## Start PASSAGE PROVIDED
The creator of Beavis and Butt-Head aims his snark cannon at the tech startup scene in his new HBO show, Silicon Valley. Zachary Scott
The Goolybib party is well under way, and you can smell the self-congratulatory excess. The company, which says it “disrupts digital media” to “make the world a better place,” has just been purchased by Google for $200 million, and its cofounders are celebrating their good fortune with an extravagant bash in a sleek modern mansion. The place is packed with signifiers of contemporary success: reflecting pools, floor-to-ceiling windows, white leather sofas. Venture capitalists work the crowd, chatting up billionaires. Guys in hoodies are slurping liquid shrimp from test tubes (it’s a Wylie Dufresne concoction, $200 a quart). A dozen twentysomething dudes play Battlefield 4 on an ultrathin 55-inch flatscreen. Kid Rock gyrates in a fog-machine cloud atop an elaborately lit stage in the backyard.
Just beyond the foyer, in the kitchen, Mike Judge—creator of such Gen X touchstones as Beavis and Butt-Head, King of the Hill, and Office Space—is hunched in a director’s chair, sipping a Diet Mountain Dew and watching the scene unfold across three monitors. He’s on this set, 360 miles south of Palo Alto, California, in the rolling hills northeast of Malibu, to shoot the opening scene of his new HBO series, Silicon Valley, a satire about a 26-year-old computer programmer whose algorithm inspires a bidding war between rival tech billionaires. (Judge’s team calls it Entourage with Asperger’s.) Judge is 51 but doesn’t look it, dressed in a black hooded jacket and skate shoes, with clear blue eyes and a neatly cropped ebbing hairline. When he speaks, it’s in a low half-mumble with a tinge of Texas drawl that falls somewhere between Hank Hill and Butt-Head, both of whom he voiced. Judge calls to an assistant director.
“Tell the videogame people to be less lively.”
## End PASSAGE PROVIDED
## Start PROVIDED MATERIAL
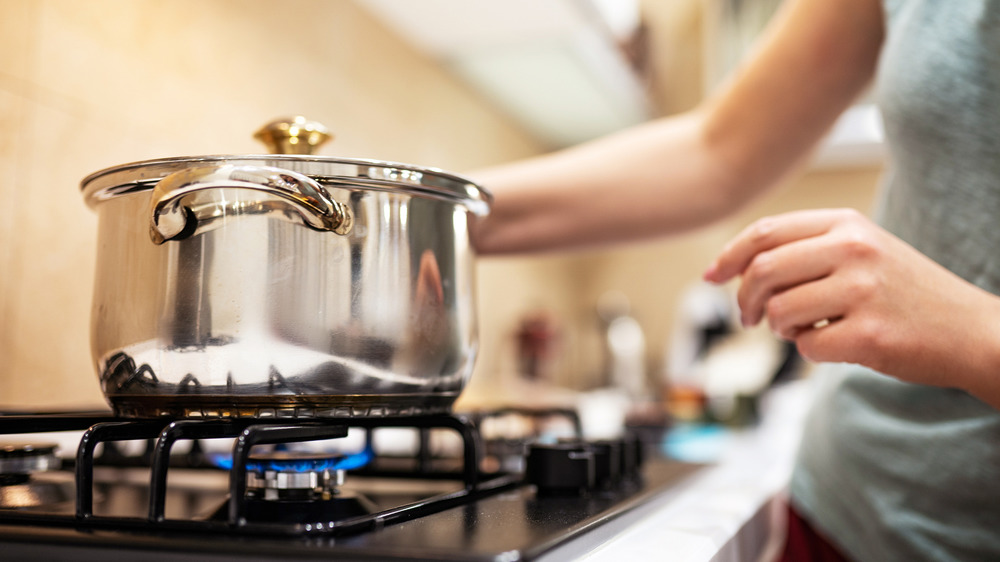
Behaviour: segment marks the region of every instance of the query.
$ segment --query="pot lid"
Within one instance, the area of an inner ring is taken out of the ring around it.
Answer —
## End PROVIDED MATERIAL
- INSTRUCTIONS:
(1) Summarize the article on Mike Judge's Silicon Valley in two sentences.
(2) According to the article on Mike Judge's Silicon Valley, how far from Palo Alto is the set where the opening scene is shot?
The lines come from a separate source.

- SOLUTIONS FOR EACH TASK:
(1) Mike Judge, creator of Beavis and Butt-Head, is shooting the opening scene of his new HBO series Silicon Valley, a satire about a 26-year-old computer programmer whose algorithm sets off a bidding war between rival tech billionaires. The scene is an extravagant party celebrating the company Goolybib's $200 million sale to Google, and Judge watches it unfold on three monitors from the kitchen.

(2) It is 360 miles south of Palo Alto, California.